== TASK TO CARRY OUT ==
The task calls for every line of the data to be repeated exactly.

____

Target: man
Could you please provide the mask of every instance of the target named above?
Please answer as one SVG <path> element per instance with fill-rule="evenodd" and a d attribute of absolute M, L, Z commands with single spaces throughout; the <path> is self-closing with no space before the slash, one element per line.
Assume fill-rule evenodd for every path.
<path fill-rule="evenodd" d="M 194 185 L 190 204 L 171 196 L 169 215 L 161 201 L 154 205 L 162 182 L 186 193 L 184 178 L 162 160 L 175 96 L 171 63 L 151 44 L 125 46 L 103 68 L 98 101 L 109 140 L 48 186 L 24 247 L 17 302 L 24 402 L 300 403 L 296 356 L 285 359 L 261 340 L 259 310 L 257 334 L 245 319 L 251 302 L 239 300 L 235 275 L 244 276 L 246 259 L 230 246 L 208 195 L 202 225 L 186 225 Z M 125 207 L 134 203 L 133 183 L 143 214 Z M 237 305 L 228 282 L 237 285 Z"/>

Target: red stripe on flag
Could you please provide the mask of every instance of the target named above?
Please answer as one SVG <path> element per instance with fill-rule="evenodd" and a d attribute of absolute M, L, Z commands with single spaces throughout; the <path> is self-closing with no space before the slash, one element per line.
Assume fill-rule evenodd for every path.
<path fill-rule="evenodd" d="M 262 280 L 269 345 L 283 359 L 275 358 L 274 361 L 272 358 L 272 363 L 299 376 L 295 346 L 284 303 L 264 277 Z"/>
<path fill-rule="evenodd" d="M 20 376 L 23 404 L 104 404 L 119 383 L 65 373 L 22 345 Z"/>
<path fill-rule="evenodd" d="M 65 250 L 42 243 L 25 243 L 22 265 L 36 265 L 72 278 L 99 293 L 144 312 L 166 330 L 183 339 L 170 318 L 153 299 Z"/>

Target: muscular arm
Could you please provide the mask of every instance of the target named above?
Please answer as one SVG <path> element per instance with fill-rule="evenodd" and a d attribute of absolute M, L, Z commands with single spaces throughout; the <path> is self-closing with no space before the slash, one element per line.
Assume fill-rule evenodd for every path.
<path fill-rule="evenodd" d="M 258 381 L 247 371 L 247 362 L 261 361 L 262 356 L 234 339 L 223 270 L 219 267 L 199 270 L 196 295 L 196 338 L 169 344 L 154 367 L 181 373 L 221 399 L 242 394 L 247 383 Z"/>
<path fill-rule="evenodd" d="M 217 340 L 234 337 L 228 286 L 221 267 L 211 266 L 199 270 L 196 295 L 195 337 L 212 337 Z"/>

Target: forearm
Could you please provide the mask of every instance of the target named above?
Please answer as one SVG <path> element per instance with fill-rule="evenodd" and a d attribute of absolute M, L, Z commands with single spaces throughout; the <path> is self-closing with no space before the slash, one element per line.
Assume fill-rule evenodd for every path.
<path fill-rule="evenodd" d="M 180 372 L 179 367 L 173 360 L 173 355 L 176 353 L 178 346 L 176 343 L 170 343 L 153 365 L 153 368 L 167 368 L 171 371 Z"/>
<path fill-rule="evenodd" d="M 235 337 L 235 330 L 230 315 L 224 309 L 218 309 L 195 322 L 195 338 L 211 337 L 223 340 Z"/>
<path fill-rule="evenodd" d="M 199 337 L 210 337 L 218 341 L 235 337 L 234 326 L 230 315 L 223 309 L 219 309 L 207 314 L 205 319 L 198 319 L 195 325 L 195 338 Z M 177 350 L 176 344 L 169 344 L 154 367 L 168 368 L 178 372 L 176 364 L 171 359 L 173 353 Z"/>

____

== RESPONSE TO THIS EXERCISE ==
Target: man
Could you please provide the mask of every instance of the target named above?
Please answer as one SVG <path> element per instance with fill-rule="evenodd" and a d attribute of absolute M, L, Z commands with single spaces throughout; the <path> is self-closing with no space before the slash, one element per line.
Assume fill-rule evenodd for every path.
<path fill-rule="evenodd" d="M 194 185 L 190 204 L 171 196 L 169 215 L 161 201 L 154 205 L 162 182 L 186 193 L 184 178 L 162 160 L 175 96 L 171 63 L 151 44 L 125 46 L 103 68 L 98 101 L 109 140 L 48 186 L 24 247 L 17 302 L 24 402 L 300 403 L 296 356 L 285 359 L 261 340 L 259 310 L 257 334 L 245 319 L 251 302 L 239 300 L 235 275 L 244 276 L 246 259 L 230 246 L 208 195 L 202 225 L 186 225 Z M 125 207 L 134 203 L 133 183 L 143 214 Z M 237 305 L 228 282 L 237 285 Z"/>

Target: red stripe on flag
Could you please provide the mask of every instance of the target named above?
Please answer as one SVG <path> element per instance with fill-rule="evenodd" and a d attribute of absolute M, L, Z commands with single spaces throughout; the <path> is self-closing with no space before the slash, one element per line.
Assume fill-rule evenodd for every path.
<path fill-rule="evenodd" d="M 262 280 L 269 345 L 283 359 L 275 358 L 274 361 L 272 358 L 272 363 L 299 376 L 295 346 L 284 303 L 264 277 Z"/>
<path fill-rule="evenodd" d="M 20 376 L 23 404 L 104 404 L 119 383 L 65 373 L 22 345 Z"/>
<path fill-rule="evenodd" d="M 65 250 L 42 243 L 25 243 L 22 265 L 36 265 L 72 278 L 99 293 L 144 312 L 166 330 L 183 339 L 170 318 L 153 299 Z"/>

Target: muscular arm
Could you please provide the mask of every instance of the target named above?
Please answer as one SVG <path> element per instance with fill-rule="evenodd" and a d attribute of absolute M, L, Z commands with single spaces throughout; the <path> is self-closing with no space before the slash, one element per line.
Assume fill-rule evenodd for every path.
<path fill-rule="evenodd" d="M 258 381 L 247 371 L 247 362 L 261 361 L 262 356 L 234 339 L 223 270 L 219 267 L 199 270 L 196 295 L 196 338 L 169 344 L 154 367 L 181 373 L 221 399 L 242 394 L 247 383 Z"/>
<path fill-rule="evenodd" d="M 217 340 L 234 337 L 228 286 L 221 267 L 211 266 L 199 270 L 196 295 L 195 337 L 212 337 Z"/>

Target: forearm
Could you please provide the mask of every instance of the target named above?
Please answer as one SVG <path> element per instance with fill-rule="evenodd" and a d attribute of absolute M, L, Z commands with single spaces throughout; the <path> is self-closing with no space before the slash, one element per line.
Assume fill-rule evenodd for every path.
<path fill-rule="evenodd" d="M 180 372 L 179 367 L 173 360 L 173 355 L 176 353 L 178 346 L 176 343 L 170 343 L 153 365 L 153 368 L 167 368 L 171 371 Z"/>
<path fill-rule="evenodd" d="M 235 337 L 235 330 L 230 315 L 224 309 L 218 309 L 195 322 L 195 338 L 211 337 L 223 340 Z"/>
<path fill-rule="evenodd" d="M 199 337 L 210 337 L 218 341 L 235 337 L 234 326 L 230 315 L 223 309 L 219 309 L 207 314 L 205 319 L 198 319 L 195 325 L 195 338 Z M 177 350 L 176 344 L 169 344 L 154 367 L 168 368 L 178 372 L 176 364 L 171 359 L 173 353 Z"/>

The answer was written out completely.